- [CONSIGNE A]: Les affirmations (i), (ii) et (iii) s’accordent-elles avec l’éditorial ? (i) La liberté de la presse figure à l’article 11 de la Déclaration des droits de l’homme et du citoyen. (ii) L’information qui a offusqué le président lui avait été confiée par un dirigeant libanais. (iii) La citation retenue par Voix de l’Hexagone est de Victor Hugo. Répondez par oui ou non en citant à l’identique les mots décisifs de l’éditorial.
- [CONSIGNE B]: Reproduisez sans aucun changement, dans les enregistrements, tout ce qui va de la ligne contenant « boxsearch wood plank --return coords » jusqu’à celle contenant « [124,0,626,417] », ces deux lignes comprises.

La liberté de la presse est l’illustration d’un humanisme en perpétuelle construction

Éditorial de septembre 2020

« Quand la vérité n’est pas libre, la vérité n’est pas vraie. » Si Voix de l’Hexagone a, depuis ses débuts, choisi cette citation éloquente de Jacques Prévert, ce n’est pas un hasard. Les journalistes et contributeurs qui officient sur ce modeste site sont plus que tout attachés à la liberté d’expression, celle de la presse y compris.

La liberté de la presse est précieuse. Elle fut le fruit d’âpres combats pour désormais figurer dans la Déclaration des droits de l’homme et du citoyen (article 11) et dans la Déclaration universelle des droits de l’homme (article 19). Ainsi, la scène surréaliste où le président de la République s’en prend ouvertement au très pointu et chevronné journaliste George Malbrunot n’a pas manqué de faire bondir tous les citoyens attachés plus que jamais aux libertés. À l’heure où la reprise en main de la parole populaire apparaît comme un sujet majeur, le monde de la presse est lui aussi concerné. Il l’est tout d’abord en tant qu’observateur du réel, dans ce qu’il a de plus tragique, de plus cru, de plus sensible. Il l’est ensuite en tant que porte-parole des aspirations, des cris de colère, d’amour, d’espoir des peuples. Il l’est enfin en tant que contradictoire potentiel des puissants et non oreille bienveillante ou relais complice de leurs pérégrinations.  Rappelons, en outre, que l’information qui a tant offusqué Emmanuel Macron – menacer de sanctions les leaders politiques libanais hostiles aux réformes qu’il leur intime de réaliser – se trouve être une indiscrétion confiée par lui-même. Aucun manquement à la déontologie n’a été observé.

- [DONNÉES DE LA TÂCHE]:
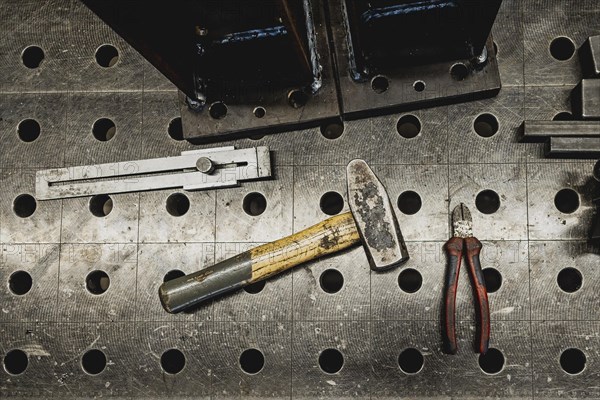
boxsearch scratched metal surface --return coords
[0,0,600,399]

---

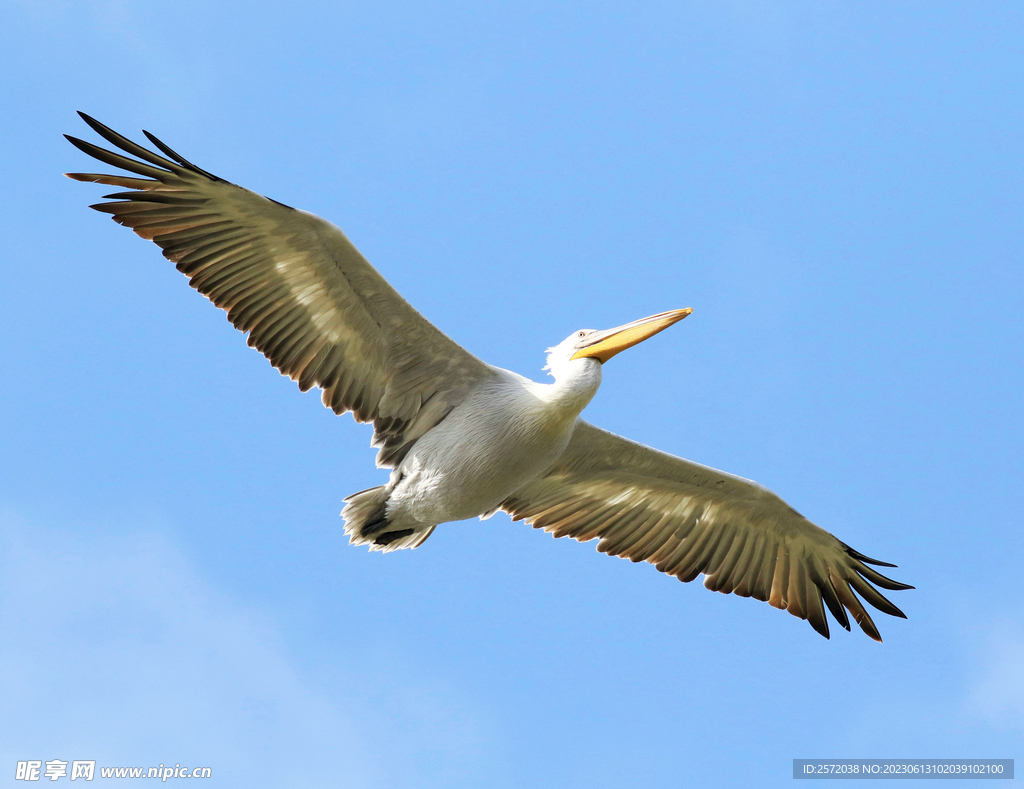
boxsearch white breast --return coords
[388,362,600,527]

...

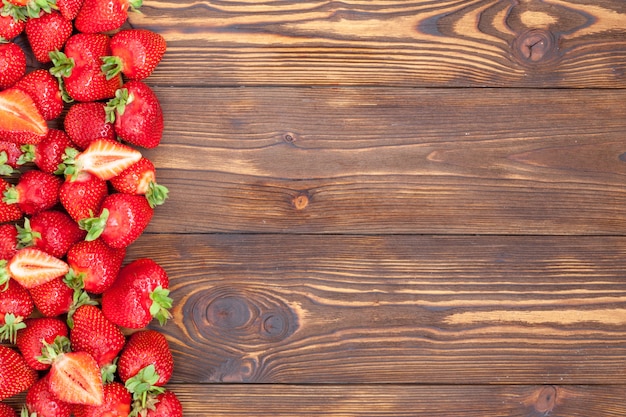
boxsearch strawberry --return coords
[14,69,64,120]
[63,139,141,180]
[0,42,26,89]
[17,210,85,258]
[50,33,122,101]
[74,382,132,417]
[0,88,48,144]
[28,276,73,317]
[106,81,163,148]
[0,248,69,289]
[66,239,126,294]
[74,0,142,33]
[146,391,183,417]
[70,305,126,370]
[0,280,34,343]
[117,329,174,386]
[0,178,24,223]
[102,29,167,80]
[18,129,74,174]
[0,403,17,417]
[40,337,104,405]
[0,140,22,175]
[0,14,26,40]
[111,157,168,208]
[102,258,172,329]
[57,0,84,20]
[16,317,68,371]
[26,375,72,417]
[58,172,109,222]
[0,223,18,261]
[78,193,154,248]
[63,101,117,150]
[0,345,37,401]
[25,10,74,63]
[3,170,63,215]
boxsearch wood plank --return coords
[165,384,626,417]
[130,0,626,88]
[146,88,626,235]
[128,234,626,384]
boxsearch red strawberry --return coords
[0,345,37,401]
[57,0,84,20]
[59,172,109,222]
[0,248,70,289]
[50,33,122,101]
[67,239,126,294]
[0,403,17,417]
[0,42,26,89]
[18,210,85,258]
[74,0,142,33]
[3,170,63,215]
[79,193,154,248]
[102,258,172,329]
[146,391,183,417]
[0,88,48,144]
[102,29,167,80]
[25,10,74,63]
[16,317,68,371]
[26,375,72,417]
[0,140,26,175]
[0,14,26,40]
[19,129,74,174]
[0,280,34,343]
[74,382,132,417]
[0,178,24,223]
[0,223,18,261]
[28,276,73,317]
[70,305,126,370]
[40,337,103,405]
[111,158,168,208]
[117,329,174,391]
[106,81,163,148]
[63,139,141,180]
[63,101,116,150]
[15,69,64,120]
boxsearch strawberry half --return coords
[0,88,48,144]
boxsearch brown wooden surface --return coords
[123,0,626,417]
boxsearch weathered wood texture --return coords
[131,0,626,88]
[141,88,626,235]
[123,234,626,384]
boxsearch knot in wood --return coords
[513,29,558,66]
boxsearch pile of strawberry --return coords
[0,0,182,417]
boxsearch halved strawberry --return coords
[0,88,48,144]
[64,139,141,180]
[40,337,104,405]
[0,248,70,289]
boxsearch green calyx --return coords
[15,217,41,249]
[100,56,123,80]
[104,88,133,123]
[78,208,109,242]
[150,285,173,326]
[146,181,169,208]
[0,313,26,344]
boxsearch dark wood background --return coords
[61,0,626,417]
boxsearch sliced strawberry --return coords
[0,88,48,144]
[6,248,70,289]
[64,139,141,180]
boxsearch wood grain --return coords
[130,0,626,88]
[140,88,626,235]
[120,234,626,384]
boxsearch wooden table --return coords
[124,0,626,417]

- [RÉPONSE ATTENDUE A]:
(i) Oui : « Elle fut le fruit d’âpres combats pour désormais figurer dans la Déclaration des droits de l’homme et du citoyen (article 11) ».
(ii) Non : « se trouve être une indiscrétion confiée par lui-même ».
(iii) Non : « cette citation éloquente de Jacques Prévert ».

- [RÉPONSE ATTENDUE B]:
boxsearch wood plank --return coords
[165,384,626,417]
[130,0,626,88]
[146,88,626,235]
[128,234,626,384]
boxsearch red strawberry --return coords
[0,345,37,401]
[57,0,84,20]
[59,172,109,222]
[0,248,70,289]
[50,33,122,101]
[67,239,126,294]
[0,403,17,417]
[0,42,26,89]
[18,210,85,258]
[74,0,142,33]
[3,170,63,215]
[79,193,154,248]
[102,258,172,329]
[146,391,183,417]
[0,88,48,144]
[102,29,167,80]
[25,10,74,63]
[16,317,68,371]
[26,375,72,417]
[0,140,26,175]
[0,14,26,40]
[19,129,74,174]
[0,280,34,343]
[74,382,132,417]
[0,178,24,223]
[0,223,18,261]
[28,276,73,317]
[70,305,126,370]
[40,337,103,405]
[111,158,168,208]
[117,329,174,391]
[106,81,163,148]
[63,139,141,180]
[63,101,116,150]
[15,69,64,120]
boxsearch strawberry half --return coords
[0,88,48,144]
boxsearch brown wooden surface --return coords
[123,0,626,417]
boxsearch weathered wood texture --return coords
[131,0,626,88]
[141,88,626,235]
[123,234,626,384]
boxsearch knot in wood --return coords
[513,29,558,66]
boxsearch pile of strawberry --return coords
[0,0,182,417]
boxsearch halved strawberry --return coords
[0,88,48,144]
[64,139,141,180]
[40,337,104,405]
[0,248,70,289]
boxsearch green calyx --return coords
[15,217,41,249]
[100,56,123,80]
[104,88,133,123]
[78,208,109,242]
[150,285,173,326]
[146,181,169,208]
[0,313,26,344]
boxsearch dark wood background --return coords
[61,0,626,417]
boxsearch sliced strawberry --return coords
[0,88,48,144]
[6,248,70,289]
[64,139,141,180]
boxsearch wood grain --return coords
[130,0,626,88]
[140,88,626,235]
[120,234,626,384]
boxsearch wooden table --return coords
[124,0,626,417]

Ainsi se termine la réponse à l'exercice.